**À faire**
- A) Dans l'extrait sur la grève générale, combien de barrages étaient encore en place ce mercredi d'après la gendarmerie ?
- B) Reprenez mot pour mot le passage de l'extrait sur la grève générale situé entre « L’ARS confirme des » et « des structures médicales. », ces mots compris.

**Extrait du texte**
::::

Un impact considérable sur les soins

Des médicaments peuvent de nouveau sortir du port de Longoni, après un accord conclu avec les organisateurs de la grève générale. Mais la situation sanitaire reste préoccupante sur l’île.

L’Agence régionale de santé craint des décès liés à la paralysie du département.  » On ne peut pas avoir une vigilance sentinelle. On n’a pas de visibilité sur la circulation des maladies infectieuses sur l’île », reconnaît le docteur François Chièze, directeur de la veille sécurité sanitaire à l’Agence régionale de santé (ARS ) Océan Indien, alors que la grève générale contre l’insécurité se poursuit, pour la cinquième semaine consécutive.

L’ARS confirme des décès liés à la paralysie de l’île. Douze barrages étaient encore en place ce mercredi, indique la gendarmerie. « Ce serait très aléatoire de donner un chiffre [de décès, NDLR], on n’a que des bribes d’informations […] On a obligatoirement des situations individuelles à risque ». Des pénuries de médicaments ont été observées et des patients peinent à se rendre dans des structures médicales.

::::

**Les données**
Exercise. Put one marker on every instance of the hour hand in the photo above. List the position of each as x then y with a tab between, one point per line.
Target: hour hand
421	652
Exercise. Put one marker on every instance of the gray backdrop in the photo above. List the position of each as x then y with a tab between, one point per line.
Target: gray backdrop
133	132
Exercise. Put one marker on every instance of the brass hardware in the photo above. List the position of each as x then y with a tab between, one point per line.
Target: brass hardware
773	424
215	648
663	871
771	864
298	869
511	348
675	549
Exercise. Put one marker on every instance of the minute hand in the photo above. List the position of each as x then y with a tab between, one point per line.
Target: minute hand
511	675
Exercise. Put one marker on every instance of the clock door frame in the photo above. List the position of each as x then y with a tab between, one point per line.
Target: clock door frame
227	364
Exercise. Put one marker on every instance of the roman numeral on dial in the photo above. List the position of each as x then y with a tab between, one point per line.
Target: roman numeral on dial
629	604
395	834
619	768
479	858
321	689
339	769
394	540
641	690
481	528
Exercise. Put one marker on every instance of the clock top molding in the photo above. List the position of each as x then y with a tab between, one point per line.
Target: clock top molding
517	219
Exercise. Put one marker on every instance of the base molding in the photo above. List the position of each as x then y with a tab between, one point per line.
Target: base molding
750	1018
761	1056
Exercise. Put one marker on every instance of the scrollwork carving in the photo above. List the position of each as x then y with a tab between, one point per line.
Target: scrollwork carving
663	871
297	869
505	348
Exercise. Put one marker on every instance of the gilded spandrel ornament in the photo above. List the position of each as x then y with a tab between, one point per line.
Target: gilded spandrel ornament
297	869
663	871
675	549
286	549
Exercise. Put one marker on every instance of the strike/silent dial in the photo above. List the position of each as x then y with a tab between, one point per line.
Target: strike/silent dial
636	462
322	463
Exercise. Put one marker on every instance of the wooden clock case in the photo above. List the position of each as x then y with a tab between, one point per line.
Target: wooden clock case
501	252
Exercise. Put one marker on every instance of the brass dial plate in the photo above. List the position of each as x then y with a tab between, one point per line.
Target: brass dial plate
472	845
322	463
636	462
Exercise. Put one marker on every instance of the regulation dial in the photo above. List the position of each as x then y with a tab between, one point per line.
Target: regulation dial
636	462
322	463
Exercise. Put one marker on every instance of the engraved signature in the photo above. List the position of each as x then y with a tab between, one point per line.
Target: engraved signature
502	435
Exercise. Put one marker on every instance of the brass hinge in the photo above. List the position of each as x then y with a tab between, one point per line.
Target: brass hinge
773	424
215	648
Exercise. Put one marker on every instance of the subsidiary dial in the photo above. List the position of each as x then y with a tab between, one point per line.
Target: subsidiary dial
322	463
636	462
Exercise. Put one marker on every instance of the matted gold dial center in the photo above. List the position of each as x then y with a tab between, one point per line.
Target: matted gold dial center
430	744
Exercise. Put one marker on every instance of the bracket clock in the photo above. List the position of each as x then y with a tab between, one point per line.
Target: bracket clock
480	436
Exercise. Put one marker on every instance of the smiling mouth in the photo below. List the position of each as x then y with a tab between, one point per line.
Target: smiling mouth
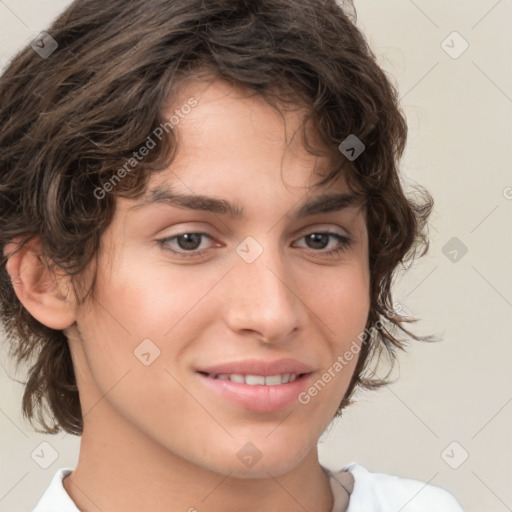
256	380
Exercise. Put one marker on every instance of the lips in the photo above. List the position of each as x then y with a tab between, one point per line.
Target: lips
258	385
258	367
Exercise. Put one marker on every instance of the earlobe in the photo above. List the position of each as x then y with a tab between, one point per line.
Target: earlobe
45	294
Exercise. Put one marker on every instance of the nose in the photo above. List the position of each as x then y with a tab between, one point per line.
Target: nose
262	298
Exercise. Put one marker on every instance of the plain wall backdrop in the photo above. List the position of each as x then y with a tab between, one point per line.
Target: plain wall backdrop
447	420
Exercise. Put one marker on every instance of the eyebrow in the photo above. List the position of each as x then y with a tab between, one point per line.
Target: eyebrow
324	203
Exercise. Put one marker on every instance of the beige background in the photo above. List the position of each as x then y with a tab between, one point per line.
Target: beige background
460	118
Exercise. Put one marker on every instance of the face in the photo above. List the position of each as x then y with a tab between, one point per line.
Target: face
201	317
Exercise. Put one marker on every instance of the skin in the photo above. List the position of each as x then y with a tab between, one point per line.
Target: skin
155	438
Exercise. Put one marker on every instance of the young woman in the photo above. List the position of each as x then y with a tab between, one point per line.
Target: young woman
200	219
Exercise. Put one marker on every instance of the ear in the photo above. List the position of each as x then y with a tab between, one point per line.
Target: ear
45	293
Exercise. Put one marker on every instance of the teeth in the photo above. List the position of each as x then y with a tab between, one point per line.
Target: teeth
256	380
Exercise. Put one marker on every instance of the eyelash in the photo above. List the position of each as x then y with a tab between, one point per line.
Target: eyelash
344	243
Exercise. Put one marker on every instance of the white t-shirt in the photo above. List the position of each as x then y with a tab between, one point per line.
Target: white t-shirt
373	492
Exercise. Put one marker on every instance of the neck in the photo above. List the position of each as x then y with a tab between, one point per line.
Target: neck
120	468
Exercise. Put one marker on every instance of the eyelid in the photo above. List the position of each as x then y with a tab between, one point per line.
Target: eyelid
343	242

::::

**Réponses par tâche**
- A) Douze barrages.

- B)
L’ARS confirme des décès liés à la paralysie de l’île. Douze barrages étaient encore en place ce mercredi, indique la gendarmerie. « Ce serait très aléatoire de donner un chiffre [de décès, NDLR], on n’a que des bribes d’informations […] On a obligatoirement des situations individuelles à risque ». Des pénuries de médicaments ont été observées et des patients peinent à se rendre dans des structures médicales.